---------- SUPPLIED PASSAGE ----------

“21 & Over” is a familiar sort of movie. It shows us college-aged kids out drinking and cavorting. And it has a Rite of Passage story, one where the central character or characters suddenly gain enough maturity to function as adults. But this time the story begins after the characters have already had their “American Graffiti” and “Super Bad” sorts of high school graduation passages.
Those experiences didn’t apparently prepare Miller (Miles Teller), Casey (Skylar Astin), and Jeff Chang (Justin Chon) for adult life. Miller dropped out of college. Casey dropped in so far he is spending his last undergraduate spring break taking an internship with a financial institution. And Jeff Chang—the most endearing thing about this movie is that he is always referred to by both names—has an interview to get into medical school on the morning after his twenty-first birthday.
The three old pals haven’t talked in a while, but Miller and Casey show up (unannounced) at Jeff Chang’s apartment to take him out for a celebratory night of drinking. Then his scary father shows up, warning them that the interview is essential to his son’s future.
Still, they go out for a beer. And one turns into many. Much of the movie is spent going, for example, from a bar with a mechanical bull (Jeff Chang vomits while riding it) to a bar with a long bar (Jeff Chang stands on it to urinate, swinging back and forth) to a “Tower of Power” party where Miller and Casey must win seven drinking games—quarters, beer pong, and so on—to get their intoxicated friend’s address so they can take him home—perhaps in the gator they borrowed from the college’s grounds crew.
They meet a female friend of Jeff Chang’s, Nichole, and Casey tries to impress her. Then they part company. But he remembers a couple of the letters of her sorority’s name. So when the Tower Master doesn’t have Jeff Chang’s address, they go to break into the nearest sorority using those two letters to seek Nichole.
She isn’t there. It is a “Latina Sisterhood,” for whatever that’s worth. The boys enter a room in which two scantily-clad pledges await ritual paddling. When it is discovered that the cricket bat swingers aren’t the pledge trainer, the boys have to run. They throw Jeff Chang from the second story bathroom window onto the tarp covering a swimming pool.
Then they seek Randy, Nichole’s yell leader beau who is hanging around a big spirit-warming bonfire. He turns out to be a brat they’ve already irritated with an errant dart throw made earlier in the evening. As our heroes escape by flashing a pistol of Jeff Chang’s, the school’s mascot bison gets loose and charges Randy from behind.
Dopers strip Jeff Chang and put a brassiere and a teddy bear on him. Then his pals save him from the police. But soon he’s in the hospital and under a suicide watch.
Which brings us to the serious business of the story. None of these guys is happy. Each has to learn something that will help him find a new way in life. The screenplay comes close to announcing this. Attempts at comedy stop for a bit. How can the movie clue each of them in all at once?
Perhaps because of its cast, I’m not sure “21 & Over” ever seems to be sympathetic enough that viewers laugh as much as they could or feel the danger as much as they should. Teller can be funny but isn’t someone we immediately like. And Casey reminded me of Zeppo, the un-funny Marx brother. Chon is the find here, but he’s passed out during most of the film.
Ah well. Another evening on campus, what?

---------- DATASET RECORDS ----------

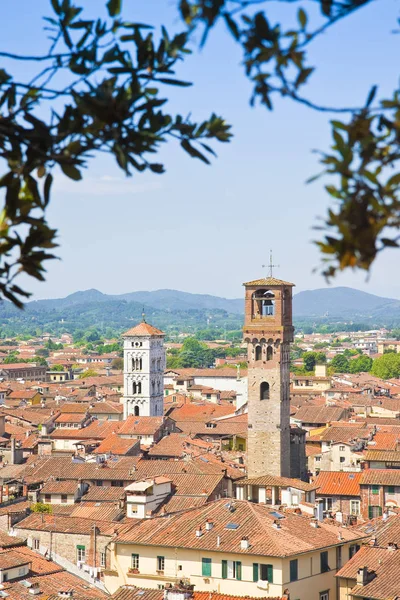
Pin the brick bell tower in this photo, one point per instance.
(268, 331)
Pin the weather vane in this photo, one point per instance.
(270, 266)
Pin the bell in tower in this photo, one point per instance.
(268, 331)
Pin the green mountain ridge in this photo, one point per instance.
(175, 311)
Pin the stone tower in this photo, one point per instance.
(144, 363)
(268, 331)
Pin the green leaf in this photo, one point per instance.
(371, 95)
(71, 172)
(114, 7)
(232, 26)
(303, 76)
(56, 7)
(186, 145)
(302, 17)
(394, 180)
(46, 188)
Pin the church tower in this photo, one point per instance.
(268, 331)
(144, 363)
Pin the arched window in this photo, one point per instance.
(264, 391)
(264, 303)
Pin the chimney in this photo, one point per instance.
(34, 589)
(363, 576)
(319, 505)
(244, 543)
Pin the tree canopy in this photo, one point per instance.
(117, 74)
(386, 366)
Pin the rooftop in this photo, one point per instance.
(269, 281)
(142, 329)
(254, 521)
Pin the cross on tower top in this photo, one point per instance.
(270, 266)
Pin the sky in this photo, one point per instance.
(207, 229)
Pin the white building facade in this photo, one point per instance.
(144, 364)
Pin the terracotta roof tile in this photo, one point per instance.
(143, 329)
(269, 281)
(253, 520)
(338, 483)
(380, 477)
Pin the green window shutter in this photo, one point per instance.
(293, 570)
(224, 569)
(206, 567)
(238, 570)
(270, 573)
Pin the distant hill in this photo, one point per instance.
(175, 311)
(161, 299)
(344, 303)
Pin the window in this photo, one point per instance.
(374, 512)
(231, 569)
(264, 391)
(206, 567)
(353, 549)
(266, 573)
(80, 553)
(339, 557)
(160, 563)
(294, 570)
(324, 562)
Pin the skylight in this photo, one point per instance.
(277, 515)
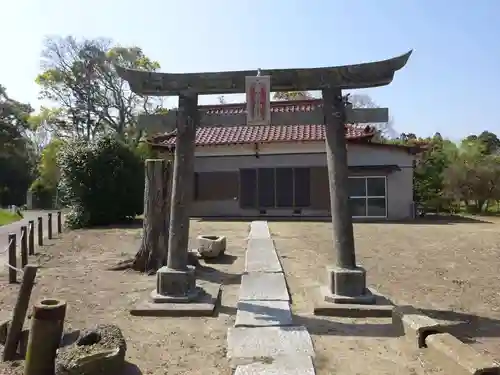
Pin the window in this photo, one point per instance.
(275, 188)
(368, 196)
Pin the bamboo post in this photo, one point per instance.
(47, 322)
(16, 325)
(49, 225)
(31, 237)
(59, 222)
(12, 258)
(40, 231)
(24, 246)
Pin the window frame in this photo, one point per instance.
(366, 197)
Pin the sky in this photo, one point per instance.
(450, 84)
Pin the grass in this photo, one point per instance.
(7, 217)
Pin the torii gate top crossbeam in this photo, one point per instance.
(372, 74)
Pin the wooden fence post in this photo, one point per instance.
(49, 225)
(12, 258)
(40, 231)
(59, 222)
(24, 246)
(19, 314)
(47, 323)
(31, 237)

----------
---------- DATASET RECORDS ----------

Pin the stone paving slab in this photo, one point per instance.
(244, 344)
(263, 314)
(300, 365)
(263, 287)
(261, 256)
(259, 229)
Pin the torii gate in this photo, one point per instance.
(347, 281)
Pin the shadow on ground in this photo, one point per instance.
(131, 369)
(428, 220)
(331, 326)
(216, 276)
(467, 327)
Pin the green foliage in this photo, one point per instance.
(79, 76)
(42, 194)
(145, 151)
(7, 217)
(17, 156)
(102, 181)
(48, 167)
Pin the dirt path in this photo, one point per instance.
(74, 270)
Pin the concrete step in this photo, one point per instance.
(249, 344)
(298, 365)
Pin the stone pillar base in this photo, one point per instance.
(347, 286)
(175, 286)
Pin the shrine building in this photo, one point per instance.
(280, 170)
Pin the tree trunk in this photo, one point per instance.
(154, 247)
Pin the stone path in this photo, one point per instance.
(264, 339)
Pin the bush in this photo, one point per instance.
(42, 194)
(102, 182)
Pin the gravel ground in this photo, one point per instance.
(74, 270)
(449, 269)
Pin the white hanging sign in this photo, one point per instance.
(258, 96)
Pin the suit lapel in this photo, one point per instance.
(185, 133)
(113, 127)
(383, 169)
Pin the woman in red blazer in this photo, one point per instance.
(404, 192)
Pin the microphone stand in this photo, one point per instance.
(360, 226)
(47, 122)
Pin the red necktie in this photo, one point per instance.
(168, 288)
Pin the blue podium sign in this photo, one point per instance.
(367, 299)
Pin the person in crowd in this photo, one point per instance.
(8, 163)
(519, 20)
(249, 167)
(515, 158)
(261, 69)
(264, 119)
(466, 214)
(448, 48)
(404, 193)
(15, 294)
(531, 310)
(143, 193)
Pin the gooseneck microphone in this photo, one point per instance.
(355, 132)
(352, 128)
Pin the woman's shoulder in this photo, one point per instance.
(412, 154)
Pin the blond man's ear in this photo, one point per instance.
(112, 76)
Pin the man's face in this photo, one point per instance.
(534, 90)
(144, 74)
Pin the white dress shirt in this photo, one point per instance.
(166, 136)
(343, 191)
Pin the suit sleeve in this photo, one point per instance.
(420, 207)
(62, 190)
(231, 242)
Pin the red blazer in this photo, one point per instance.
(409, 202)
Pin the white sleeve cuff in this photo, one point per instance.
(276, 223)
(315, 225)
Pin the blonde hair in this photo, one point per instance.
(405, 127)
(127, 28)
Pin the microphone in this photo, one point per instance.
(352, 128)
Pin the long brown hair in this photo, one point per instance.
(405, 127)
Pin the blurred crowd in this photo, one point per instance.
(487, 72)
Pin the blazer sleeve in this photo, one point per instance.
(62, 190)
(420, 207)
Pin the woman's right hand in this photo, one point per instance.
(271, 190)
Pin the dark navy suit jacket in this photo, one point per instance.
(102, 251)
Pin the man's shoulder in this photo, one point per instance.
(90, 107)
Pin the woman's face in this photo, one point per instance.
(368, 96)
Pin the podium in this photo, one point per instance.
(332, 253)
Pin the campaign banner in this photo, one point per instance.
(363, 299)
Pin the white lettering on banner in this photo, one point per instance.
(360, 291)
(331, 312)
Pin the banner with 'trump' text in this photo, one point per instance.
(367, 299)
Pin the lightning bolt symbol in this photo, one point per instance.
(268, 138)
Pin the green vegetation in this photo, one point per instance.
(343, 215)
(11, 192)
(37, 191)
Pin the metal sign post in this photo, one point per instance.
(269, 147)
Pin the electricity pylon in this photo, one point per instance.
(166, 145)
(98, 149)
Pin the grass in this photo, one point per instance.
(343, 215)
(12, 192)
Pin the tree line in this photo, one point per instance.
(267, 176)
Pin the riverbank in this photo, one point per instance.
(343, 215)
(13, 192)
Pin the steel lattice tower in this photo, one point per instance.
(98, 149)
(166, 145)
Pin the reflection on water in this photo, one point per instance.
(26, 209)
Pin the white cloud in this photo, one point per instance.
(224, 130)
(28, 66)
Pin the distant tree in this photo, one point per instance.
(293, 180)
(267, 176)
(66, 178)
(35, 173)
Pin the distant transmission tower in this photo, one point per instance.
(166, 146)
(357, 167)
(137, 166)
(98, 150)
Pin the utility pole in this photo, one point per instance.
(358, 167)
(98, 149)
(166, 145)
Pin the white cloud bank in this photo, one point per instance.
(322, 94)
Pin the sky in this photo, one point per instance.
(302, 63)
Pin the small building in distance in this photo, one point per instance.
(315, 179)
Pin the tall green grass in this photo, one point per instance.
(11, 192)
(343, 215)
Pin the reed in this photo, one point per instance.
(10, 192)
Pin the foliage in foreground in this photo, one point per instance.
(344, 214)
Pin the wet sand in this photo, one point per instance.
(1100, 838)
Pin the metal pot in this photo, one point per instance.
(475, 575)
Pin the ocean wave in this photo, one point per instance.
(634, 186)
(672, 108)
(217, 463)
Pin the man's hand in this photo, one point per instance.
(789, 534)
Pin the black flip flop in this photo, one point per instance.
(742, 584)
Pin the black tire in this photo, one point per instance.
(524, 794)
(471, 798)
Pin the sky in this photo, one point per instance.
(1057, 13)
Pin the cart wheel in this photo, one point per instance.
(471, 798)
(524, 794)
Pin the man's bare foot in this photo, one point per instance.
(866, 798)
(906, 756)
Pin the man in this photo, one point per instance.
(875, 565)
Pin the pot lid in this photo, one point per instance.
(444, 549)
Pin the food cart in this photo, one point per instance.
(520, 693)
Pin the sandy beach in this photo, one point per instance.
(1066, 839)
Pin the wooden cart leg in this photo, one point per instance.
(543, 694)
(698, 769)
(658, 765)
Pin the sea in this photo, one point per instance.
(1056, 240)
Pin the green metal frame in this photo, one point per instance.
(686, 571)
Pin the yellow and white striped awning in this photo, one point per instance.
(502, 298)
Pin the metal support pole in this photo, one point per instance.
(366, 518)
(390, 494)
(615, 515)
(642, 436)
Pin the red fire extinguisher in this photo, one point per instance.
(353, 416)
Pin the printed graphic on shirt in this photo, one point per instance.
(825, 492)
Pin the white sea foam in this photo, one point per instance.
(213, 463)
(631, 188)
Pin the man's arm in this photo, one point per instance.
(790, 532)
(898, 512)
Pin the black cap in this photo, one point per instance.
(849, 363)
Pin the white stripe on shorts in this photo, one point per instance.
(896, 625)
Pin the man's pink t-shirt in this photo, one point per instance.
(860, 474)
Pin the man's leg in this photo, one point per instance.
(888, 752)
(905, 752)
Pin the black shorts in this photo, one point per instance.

----------

* _WHAT THE TASK REQUIRES_
According to the review, what is scheduled for Jeff Chang on the morning after his twenty-first birthday? Rely only on the review, not on the lines.

* _ANSWER TO THIS PROBLEM_
An interview to get into medical school.